Top of Page text

Poor oral health has been linked to a host of health woes, such as heart disease and diabetes, yet too many New Mexicans fail to receive routine preventive dental care.
UNM and community health providers have teamed up to address this problem by incorporating oral health into a team-based primary care setting.
Patients receiving an exam at the El Pueblo Health Services Clinic in Bernalillo, NM, are seen by a primary care physician, a dentist and a nurse practitioner, says Dr. Peter Jensen, director of UNM’s Advanced Education in General Dentistry residency program.
“We’re finding it’s a good dynamic to have all of the practitioners in the room,” Jensen says. “We’re really starting to feed off one another as we focus on wellness checks for diabetics, pregnant moms and kids.”
The program, implemented with the help of a grant and faculty from the College of Nursing and the School of Medicine’s Department of Dental Medicine, relies on CAMBRA (Carries Management by Risk Assessment), a tool dentists use to assess cavity and gum disease risk.
“CAMBRA is becoming part of our physicals, regular exams, wellness checks and so forth,” says Rick Adesso, El Pueblo’s executive director. “So we have our primary care physicians and nurse practitioners looking closer for oral health problems.”
El Pueblo is a private non-profit clinic in Bernalillo, 15 miles north of Albuquerque. Anyone is eligible to receive services, and no one is denied due to their inability to pay. “We’re not building a dental clinic within a health clinic,” says project director Dr. Barbara Overman. “This is an effort at integrating two historically independent health care services.”
El Pueblo patient Connie Welsh said the experience has been eye-opening. “I’d been going to the emergency room for the pain in my mouth,” Welsh says. “I definitely learned more about what’s happening, and have been going to Pima Medical Institute for more regular cleanings and work.”

Bottom of Page text

*Problems to solve*.
(1) Copy the section of the dental care article between "Patients receiving an" and "gum disease risk.", inclusive, word for word.
(2) Continue the article on UNM's team-based dental care beyond its final sentence.

Top of Supplied information

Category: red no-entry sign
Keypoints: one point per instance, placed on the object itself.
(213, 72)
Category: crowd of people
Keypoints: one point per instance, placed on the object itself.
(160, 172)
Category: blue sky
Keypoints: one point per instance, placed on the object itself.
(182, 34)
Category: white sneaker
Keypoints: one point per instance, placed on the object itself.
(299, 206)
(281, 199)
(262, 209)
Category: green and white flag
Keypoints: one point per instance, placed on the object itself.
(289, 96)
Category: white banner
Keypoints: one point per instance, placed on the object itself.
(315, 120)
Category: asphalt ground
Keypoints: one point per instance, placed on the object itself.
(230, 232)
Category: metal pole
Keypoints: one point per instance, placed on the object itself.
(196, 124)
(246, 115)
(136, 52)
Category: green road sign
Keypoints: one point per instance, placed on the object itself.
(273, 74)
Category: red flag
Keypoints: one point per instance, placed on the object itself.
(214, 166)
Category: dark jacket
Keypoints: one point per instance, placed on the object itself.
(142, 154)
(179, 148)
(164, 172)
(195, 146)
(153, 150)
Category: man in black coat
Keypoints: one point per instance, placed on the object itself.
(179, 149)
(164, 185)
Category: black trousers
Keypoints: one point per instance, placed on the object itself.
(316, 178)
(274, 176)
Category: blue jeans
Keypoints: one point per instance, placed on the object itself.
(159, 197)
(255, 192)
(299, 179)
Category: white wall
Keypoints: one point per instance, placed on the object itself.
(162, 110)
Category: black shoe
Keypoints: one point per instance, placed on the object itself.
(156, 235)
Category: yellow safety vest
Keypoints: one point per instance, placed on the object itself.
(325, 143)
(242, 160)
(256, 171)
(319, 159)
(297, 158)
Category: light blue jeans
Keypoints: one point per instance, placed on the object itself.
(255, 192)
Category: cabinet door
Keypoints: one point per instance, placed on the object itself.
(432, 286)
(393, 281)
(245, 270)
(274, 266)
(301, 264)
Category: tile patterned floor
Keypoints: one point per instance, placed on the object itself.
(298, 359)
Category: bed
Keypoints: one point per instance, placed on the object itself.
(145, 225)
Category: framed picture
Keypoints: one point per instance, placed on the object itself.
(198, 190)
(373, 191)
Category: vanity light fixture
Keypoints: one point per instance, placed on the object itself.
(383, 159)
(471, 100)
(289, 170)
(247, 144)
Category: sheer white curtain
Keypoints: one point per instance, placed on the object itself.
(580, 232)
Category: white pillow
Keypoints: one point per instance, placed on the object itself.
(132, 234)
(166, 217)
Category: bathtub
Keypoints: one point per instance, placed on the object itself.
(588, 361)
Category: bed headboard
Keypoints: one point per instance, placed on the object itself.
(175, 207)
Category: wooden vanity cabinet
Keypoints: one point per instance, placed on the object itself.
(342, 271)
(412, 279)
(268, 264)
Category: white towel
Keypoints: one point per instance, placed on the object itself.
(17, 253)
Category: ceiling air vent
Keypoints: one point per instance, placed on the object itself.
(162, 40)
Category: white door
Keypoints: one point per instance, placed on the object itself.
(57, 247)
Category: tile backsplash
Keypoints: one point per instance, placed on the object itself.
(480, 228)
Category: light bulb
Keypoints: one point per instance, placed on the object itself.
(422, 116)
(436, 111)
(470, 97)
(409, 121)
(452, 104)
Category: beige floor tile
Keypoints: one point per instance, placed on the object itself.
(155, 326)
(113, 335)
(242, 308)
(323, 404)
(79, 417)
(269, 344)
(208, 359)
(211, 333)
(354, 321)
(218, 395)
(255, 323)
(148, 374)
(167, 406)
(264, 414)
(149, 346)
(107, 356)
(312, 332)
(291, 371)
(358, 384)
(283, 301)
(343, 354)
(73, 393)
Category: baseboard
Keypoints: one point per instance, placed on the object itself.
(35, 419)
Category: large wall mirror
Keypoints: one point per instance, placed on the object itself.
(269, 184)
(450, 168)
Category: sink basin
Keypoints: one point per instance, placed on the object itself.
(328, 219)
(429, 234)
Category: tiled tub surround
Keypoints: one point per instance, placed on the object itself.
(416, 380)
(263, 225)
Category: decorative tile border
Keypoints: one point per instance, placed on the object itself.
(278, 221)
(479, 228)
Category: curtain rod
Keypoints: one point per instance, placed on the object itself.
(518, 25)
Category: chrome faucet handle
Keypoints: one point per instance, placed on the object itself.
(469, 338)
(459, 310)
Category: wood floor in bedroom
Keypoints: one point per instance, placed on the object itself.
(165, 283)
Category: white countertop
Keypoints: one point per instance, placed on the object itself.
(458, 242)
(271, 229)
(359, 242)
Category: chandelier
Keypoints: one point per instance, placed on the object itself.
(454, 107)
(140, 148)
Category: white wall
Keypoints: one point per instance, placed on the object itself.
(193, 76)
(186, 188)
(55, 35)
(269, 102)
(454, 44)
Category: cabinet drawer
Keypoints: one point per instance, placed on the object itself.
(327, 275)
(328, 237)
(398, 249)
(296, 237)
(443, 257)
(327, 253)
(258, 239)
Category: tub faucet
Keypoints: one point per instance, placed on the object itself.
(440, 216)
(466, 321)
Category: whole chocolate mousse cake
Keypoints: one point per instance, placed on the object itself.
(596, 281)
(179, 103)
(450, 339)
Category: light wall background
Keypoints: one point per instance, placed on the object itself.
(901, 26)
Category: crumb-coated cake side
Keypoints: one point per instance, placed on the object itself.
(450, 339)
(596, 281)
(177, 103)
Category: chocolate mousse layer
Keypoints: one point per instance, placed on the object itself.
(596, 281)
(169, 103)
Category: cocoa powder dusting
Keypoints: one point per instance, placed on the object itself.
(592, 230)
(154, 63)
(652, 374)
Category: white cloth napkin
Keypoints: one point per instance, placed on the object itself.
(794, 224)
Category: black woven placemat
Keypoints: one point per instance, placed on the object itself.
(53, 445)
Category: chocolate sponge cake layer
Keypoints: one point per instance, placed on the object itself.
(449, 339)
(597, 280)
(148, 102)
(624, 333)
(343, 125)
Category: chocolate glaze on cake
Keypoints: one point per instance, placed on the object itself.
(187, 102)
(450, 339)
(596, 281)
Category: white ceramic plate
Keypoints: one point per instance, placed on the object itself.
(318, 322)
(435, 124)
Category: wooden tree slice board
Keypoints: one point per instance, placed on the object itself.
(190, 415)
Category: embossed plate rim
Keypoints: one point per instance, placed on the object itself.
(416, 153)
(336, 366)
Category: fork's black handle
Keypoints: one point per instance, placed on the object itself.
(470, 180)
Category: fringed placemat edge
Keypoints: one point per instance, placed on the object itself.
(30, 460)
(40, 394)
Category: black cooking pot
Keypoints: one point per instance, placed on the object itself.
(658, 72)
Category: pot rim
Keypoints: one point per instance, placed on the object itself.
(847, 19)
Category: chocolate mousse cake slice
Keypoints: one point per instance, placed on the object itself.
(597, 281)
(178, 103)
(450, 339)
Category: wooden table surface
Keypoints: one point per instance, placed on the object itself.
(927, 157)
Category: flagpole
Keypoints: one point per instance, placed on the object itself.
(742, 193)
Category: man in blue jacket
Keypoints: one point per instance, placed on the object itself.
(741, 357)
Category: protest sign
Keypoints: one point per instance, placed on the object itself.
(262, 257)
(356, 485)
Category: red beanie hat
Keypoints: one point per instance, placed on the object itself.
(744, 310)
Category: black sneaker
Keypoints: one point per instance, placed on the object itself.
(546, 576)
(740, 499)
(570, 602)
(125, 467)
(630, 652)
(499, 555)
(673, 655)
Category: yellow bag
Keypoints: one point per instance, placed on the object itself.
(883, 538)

Bottom of Supplied information

*Answer set*.
(1)
Patients receiving an exam at the El Pueblo Health Services Clinic in Bernalillo, NM, are seen by a primary care physician, a dentist and a nurse practitioner, says Dr. Peter Jensen, director of UNM’s Advanced Education in General Dentistry residency program.
“We’re finding it’s a good dynamic to have all of the practitioners in the room,” Jensen says. “We’re really starting to feed off one another as we focus on wellness checks for diabetics, pregnant moms and kids.”
The program, implemented with the help of a grant and faculty from the College of Nursing and the School of Medicine’s Department of Dental Medicine, relies on CAMBRA (Carries Management by Risk Assessment), a tool dentists use to assess cavity and gum disease risk.

(2)
Making better oral health care more readily available to New Mexicans is likely to pay off in the long run. More than 37 percent of the state’s third graders have untreated tooth decay, while only 64 percent of state residents have had their teeth cleaned in the past year.
Six months into the grant, this diverse health team has developed an unexpected symbiosis. “This is an exciting approach to improving patients’ overall health,” Overman says. “We’re developing these collegial relationships among professionals of differing disciplines, and we’re all expanding our knowledge base. We want to improve our patients’ care and train others to do the same. We have an opportunity to put out the best care possible.”
The team hopes its work will become a model for rural areas where dental services are in short supply. They’re also incorporating it into curricula in the College of Nursing, says Dean Nancy Ridenour, the project’s principal investigator. “As frontline practitioners begin to integrate oral care into their services, they’ll have yet another part of the body that speaks to patient health,” she says.